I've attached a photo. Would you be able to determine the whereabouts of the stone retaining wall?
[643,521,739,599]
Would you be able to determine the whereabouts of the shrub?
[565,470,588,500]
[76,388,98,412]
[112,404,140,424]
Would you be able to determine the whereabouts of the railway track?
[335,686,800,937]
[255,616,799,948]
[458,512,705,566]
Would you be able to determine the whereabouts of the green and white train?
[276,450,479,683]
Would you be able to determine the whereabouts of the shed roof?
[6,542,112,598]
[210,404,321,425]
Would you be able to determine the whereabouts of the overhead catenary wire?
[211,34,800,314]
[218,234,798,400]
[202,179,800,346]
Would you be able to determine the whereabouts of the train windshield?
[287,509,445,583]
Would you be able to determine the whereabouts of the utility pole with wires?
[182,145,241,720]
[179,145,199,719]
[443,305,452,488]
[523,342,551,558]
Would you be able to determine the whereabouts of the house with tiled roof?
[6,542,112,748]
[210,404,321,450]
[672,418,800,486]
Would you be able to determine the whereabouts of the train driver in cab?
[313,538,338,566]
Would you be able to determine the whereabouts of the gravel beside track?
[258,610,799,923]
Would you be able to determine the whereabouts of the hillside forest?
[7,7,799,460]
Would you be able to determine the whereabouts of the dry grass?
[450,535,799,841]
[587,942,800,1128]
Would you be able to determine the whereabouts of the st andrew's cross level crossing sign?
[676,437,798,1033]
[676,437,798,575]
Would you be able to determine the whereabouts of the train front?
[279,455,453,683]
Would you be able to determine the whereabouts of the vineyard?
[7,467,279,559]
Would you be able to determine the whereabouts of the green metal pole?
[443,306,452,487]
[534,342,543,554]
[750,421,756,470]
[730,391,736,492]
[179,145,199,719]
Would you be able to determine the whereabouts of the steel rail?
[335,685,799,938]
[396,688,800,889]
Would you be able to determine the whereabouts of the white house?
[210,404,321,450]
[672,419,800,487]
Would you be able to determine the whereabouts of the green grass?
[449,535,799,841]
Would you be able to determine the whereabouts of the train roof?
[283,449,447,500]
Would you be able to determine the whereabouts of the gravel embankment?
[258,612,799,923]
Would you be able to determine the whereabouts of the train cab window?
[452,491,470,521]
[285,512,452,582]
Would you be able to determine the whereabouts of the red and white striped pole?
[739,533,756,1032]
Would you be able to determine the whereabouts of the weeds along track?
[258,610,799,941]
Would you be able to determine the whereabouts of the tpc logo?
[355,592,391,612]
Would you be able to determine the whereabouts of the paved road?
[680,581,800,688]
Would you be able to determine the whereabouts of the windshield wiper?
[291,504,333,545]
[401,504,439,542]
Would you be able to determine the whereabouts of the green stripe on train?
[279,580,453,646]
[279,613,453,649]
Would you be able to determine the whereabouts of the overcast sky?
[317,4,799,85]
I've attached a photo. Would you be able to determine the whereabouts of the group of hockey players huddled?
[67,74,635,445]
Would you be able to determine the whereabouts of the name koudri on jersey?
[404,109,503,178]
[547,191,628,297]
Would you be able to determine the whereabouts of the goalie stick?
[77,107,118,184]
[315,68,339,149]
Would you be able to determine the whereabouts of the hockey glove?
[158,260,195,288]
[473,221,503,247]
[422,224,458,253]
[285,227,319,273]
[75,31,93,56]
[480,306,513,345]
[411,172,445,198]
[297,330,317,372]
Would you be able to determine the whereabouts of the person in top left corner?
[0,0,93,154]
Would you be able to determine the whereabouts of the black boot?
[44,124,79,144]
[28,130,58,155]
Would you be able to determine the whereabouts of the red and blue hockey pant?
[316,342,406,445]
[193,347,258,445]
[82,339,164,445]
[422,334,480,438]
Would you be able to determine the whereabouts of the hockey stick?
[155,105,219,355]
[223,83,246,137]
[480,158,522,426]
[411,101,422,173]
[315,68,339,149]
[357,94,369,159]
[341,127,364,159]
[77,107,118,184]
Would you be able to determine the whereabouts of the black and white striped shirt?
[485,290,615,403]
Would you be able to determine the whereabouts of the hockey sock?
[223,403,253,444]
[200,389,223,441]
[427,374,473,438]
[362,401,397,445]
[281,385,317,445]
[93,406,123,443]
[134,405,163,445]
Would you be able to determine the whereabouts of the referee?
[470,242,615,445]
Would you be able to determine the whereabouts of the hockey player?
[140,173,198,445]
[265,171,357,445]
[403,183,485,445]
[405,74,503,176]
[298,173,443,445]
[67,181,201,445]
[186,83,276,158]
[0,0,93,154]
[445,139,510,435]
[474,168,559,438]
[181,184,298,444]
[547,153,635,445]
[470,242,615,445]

====================

▶ [Problem requirements]:
Convert every line of the rows above into a Markdown table with two columns, No. and Line. Number the lines in order and leave out any blank lines.

▶ [Output]:
| No. | Line |
|---|---|
| 1 | I've attached a photo. Would you be able to determine the whereabouts of the stone retaining wall? |
| 2 | [643,521,739,599] |
| 3 | Would you be able to determine the whereabouts of the shrub? |
| 4 | [565,470,588,500] |
| 5 | [76,388,98,412] |
| 6 | [112,404,140,424] |
| 7 | Would you be able to determine the whereabouts of the railway track? |
| 8 | [335,686,800,937] |
| 9 | [255,616,799,948] |
| 10 | [458,512,705,566] |
| 11 | Would you be able to determine the whereabouts of the green and white train? |
| 12 | [276,450,479,683] |
| 13 | Would you be able to determine the whereabouts of the shed roof? |
| 14 | [6,542,112,598] |
| 15 | [210,404,321,425] |
| 16 | Would you be able to determine the whereabouts of the overhead catenary wire? |
| 17 | [211,34,800,314] |
| 18 | [218,234,798,400] |
| 19 | [202,179,800,346] |
| 20 | Would you be able to determine the whereabouts of the train windshield? |
| 21 | [287,509,445,583] |
| 22 | Would you be able to determine the whereabouts of the utility pole with wires? |
| 23 | [182,145,241,720] |
| 24 | [179,145,199,719] |
| 25 | [443,305,452,488] |
| 26 | [523,342,551,558] |
| 27 | Would you be able to determine the whereabouts of the house with tiled roof? |
| 28 | [6,542,112,748] |
| 29 | [210,404,321,450] |
| 30 | [672,418,800,486] |
| 31 | Would you be able to determine the whereabouts of the train driver in cab? |
| 32 | [313,538,338,566] |
| 33 | Would you be able to determine the whereabouts of the gravel beside track? |
| 34 | [258,610,799,923] |
| 35 | Would you be able to determine the whereabouts of the hillside forest? |
| 36 | [7,7,799,460] |
| 37 | Would you be able to determine the whereabouts of the dry grass? |
| 38 | [450,535,799,841] |
| 39 | [587,942,800,1128] |
| 40 | Would you be able to determine the whereabouts of the st andrew's cross level crossing sign? |
| 41 | [676,437,798,1033] |
| 42 | [676,437,798,575] |
| 43 | Would you be able to determine the whereabouts of the train front? |
| 44 | [279,455,453,683] |
| 45 | Would you be able to determine the whereabouts of the vineyard? |
| 46 | [7,467,279,559] |
| 47 | Would you be able to determine the whereabouts of the green metal pole? |
| 48 | [443,306,452,487] |
| 49 | [534,342,543,554] |
| 50 | [750,421,756,470] |
| 51 | [730,391,736,492] |
| 52 | [179,145,199,719] |
| 53 | Would you be able to determine the whereabouts of the steel rail? |
| 54 | [335,685,799,938] |
| 55 | [396,688,800,889] |
| 56 | Would you be able to determine the whereabouts of the white house? |
| 57 | [210,404,321,450] |
| 58 | [672,419,800,487] |
| 59 | Would you be able to determine the whereabouts of the green grass? |
| 60 | [449,535,799,841] |
| 61 | Would you be able to determine the whereabouts of the train roof? |
| 62 | [283,449,447,500] |
| 63 | Would you be able to determine the whereabouts of the gravel embankment? |
| 64 | [258,612,799,923] |
| 65 | Would you be able to determine the whereabouts of the train cab window? |
| 66 | [452,491,470,521] |
| 67 | [285,512,452,582] |
| 68 | Would you be able to determine the whereabouts of the red and white striped pole? |
| 69 | [739,533,756,1032] |
| 70 | Would you be able to determine the whereabouts of the weeds along track? |
| 71 | [258,610,799,941] |
| 72 | Would you be able to determine the whereabouts of the tpc logo? |
| 73 | [355,592,391,612] |
| 74 | Would you be able to determine the whereabouts of the paved road? |
| 75 | [680,581,800,688] |
| 76 | Would you be able to determine the whereabouts of the windshield wiper? |
| 77 | [291,504,333,545] |
| 78 | [401,504,439,542] |
| 79 | Would you be able to determine the whereabouts of the green stripe on train? |
| 80 | [279,580,453,646] |
| 81 | [279,613,453,649] |
| 82 | Would you be able to determine the whereabouts of the overcast sky? |
| 83 | [317,4,799,85] |
| 84 | I've attached a photo. Would you be able to determine the whereabouts of the group of hockey players huddled? |
| 85 | [67,74,635,445] |
| 86 | Would you be able to determine the whereabouts of the name koudri on jersey? |
| 87 | [404,109,503,178] |
| 88 | [547,191,628,297] |
| 89 | Would you be able to determine the whereabouts of the goalie stick? |
| 90 | [77,107,118,184] |
| 91 | [315,68,339,149] |
| 92 | Would you be able to determine the whereabouts of the hockey glove? |
| 93 | [158,260,195,288] |
| 94 | [473,221,503,247] |
| 95 | [422,224,458,253] |
| 96 | [285,227,319,273] |
| 97 | [75,31,93,56] |
| 98 | [480,306,513,345] |
| 99 | [411,172,445,198] |
| 100 | [297,330,317,372] |
| 101 | Would you be able to determine the whereabouts of the person in top left corner? |
| 102 | [0,0,93,154] |
| 103 | Would you be able to determine the whereabouts of the black boot? |
| 104 | [44,124,79,144] |
| 105 | [28,130,58,155] |
| 106 | Would you be able to determine the whereabouts of the red and blue hockey pant? |
| 107 | [316,342,406,445] |
| 108 | [193,347,258,445] |
| 109 | [82,339,164,445] |
| 110 | [422,334,480,438] |
| 111 | Would you be able to determine the whereabouts of the hockey stick? |
| 112 | [155,105,219,355] |
| 113 | [223,83,246,137] |
| 114 | [480,158,522,426] |
| 115 | [411,101,422,173] |
| 116 | [315,68,339,149] |
| 117 | [357,94,369,159] |
| 118 | [341,127,364,159] |
| 119 | [77,107,118,184] |
| 120 | Would you be able to determine the whereabouts of the black and white striped shirt? |
| 121 | [485,290,615,403] |
| 122 | Would you be able to determine the whereabouts of the hockey sock? |
| 123 | [223,403,253,444] |
| 124 | [200,389,223,441] |
| 125 | [427,374,473,438] |
| 126 | [362,401,397,445] |
| 127 | [281,385,317,445] |
| 128 | [93,406,123,443] |
| 129 | [134,405,163,445] |
| 130 | Would you be able to determine the whereabouts of the referee? |
| 131 | [470,242,615,445] |
| 132 | Would you be able to determine the whereabouts of the hockey player? |
| 133 | [140,173,198,445] |
| 134 | [265,171,357,445] |
| 135 | [403,183,485,445] |
| 136 | [405,74,503,176] |
| 137 | [298,173,443,445] |
| 138 | [67,181,201,445] |
| 139 | [186,83,276,158] |
| 140 | [0,0,93,154] |
| 141 | [445,139,510,435] |
| 142 | [474,168,559,438] |
| 143 | [181,184,298,444] |
| 144 | [547,153,635,445] |
| 145 | [470,242,615,445] |